_STUDY TEXT:_
□ □ □ □

DG5 was calibrated as per the manufacturer's labeling (every 12 h), whereas FL was factory calibrated.
According to the labeling of the study devices, DG5 is designed to be used for treatment decisions as long as symptoms match sensor glucose readings and if the following information is available and used: (1) most recent sensor glucose reading, (2) glucose reading graph (at least for the recent 15 min), (3) trend arrow, and (4) alarms/alerts. FL is also intended as replacement for BG monitoring, with BG measurements being necessary when glucose concentrations are rapidly changing [>2 mg/(dL·min)], when sensor readings report hypoglycemia or impending hypoglycemia, if symptoms do not match sensor readings, or if the user suspects sensor readings to be incorrect.
For both systems, device labeling includes further information about the general use of the systems, for example, regarding interfering substances.

□ □ □ □

_REQUIRED WORK:_
a) From the sensor passage, answer each of the following:
(i) How often was DG5 calibrated?
(ii) How was FL calibrated?
(iii) Above what rate of glucose change does FL labeling call for BG measurements?
b) Print everything in the sensor passage from "According to the" down to "regarding interfering substances.", copied exactly.

□ □ □ □

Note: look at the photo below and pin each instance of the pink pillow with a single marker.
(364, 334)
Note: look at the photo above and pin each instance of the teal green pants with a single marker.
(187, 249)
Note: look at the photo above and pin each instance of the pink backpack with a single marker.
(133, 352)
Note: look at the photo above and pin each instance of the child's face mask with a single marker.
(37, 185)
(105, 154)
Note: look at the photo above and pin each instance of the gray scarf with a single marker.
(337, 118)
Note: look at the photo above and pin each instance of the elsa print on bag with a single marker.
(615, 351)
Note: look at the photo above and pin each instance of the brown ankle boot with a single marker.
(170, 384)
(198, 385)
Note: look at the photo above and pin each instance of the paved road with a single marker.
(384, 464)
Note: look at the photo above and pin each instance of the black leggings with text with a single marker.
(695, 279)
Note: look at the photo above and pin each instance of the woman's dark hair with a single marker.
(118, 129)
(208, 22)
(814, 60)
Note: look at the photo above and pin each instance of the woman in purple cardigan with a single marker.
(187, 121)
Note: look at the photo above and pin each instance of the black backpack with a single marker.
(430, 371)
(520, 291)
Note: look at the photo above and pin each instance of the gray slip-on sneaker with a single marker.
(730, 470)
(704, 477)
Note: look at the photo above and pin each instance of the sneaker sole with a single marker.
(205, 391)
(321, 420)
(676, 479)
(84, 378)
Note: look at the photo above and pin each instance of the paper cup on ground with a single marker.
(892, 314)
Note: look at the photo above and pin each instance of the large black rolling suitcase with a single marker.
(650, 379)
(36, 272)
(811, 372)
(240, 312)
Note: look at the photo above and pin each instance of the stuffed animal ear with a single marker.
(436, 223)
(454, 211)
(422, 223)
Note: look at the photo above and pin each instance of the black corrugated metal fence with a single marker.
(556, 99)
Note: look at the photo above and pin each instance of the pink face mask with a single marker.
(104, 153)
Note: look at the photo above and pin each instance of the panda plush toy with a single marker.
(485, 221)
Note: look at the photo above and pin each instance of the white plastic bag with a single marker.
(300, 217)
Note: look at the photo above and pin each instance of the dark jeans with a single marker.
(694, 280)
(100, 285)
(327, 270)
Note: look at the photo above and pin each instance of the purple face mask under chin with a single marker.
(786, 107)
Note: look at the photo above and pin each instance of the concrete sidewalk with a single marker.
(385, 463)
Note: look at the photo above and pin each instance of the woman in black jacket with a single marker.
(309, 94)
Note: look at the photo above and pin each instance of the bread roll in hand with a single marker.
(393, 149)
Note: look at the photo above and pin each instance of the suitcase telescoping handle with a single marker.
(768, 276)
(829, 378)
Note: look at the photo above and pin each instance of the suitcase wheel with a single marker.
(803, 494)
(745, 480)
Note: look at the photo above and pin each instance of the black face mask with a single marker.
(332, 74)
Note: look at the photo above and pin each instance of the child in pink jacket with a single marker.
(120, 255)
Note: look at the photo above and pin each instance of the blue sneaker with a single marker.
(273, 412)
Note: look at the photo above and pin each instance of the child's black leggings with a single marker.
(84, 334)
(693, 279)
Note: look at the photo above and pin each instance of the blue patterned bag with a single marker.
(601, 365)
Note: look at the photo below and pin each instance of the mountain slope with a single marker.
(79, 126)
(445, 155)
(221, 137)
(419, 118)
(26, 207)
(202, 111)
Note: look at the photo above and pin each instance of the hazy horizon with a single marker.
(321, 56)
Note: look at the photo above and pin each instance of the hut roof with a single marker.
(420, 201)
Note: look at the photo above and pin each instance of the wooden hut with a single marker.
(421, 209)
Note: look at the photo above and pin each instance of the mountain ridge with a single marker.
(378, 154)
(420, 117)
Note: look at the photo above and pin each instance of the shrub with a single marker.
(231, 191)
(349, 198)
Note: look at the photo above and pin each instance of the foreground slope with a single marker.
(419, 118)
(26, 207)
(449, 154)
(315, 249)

□ □ □ □

_EXPECTED RESULTS:_
a)
(i) Every 12 h, as per the manufacturer's labeling.
(ii) It was factory calibrated.
(iii) Above 2 mg/(dL·min).

b)
According to the labeling of the study devices, DG5 is designed to be used for treatment decisions as long as symptoms match sensor glucose readings and if the following information is available and used: (1) most recent sensor glucose reading, (2) glucose reading graph (at least for the recent 15 min), (3) trend arrow, and (4) alarms/alerts. FL is also intended as replacement for BG monitoring, with BG measurements being necessary when glucose concentrations are rapidly changing [>2 mg/(dL·min)], when sensor readings report hypoglycemia or impending hypoglycemia, if symptoms do not match sensor readings, or if the user suspects sensor readings to be incorrect.
For both systems, device labeling includes further information about the general use of the systems, for example, regarding interfering substances.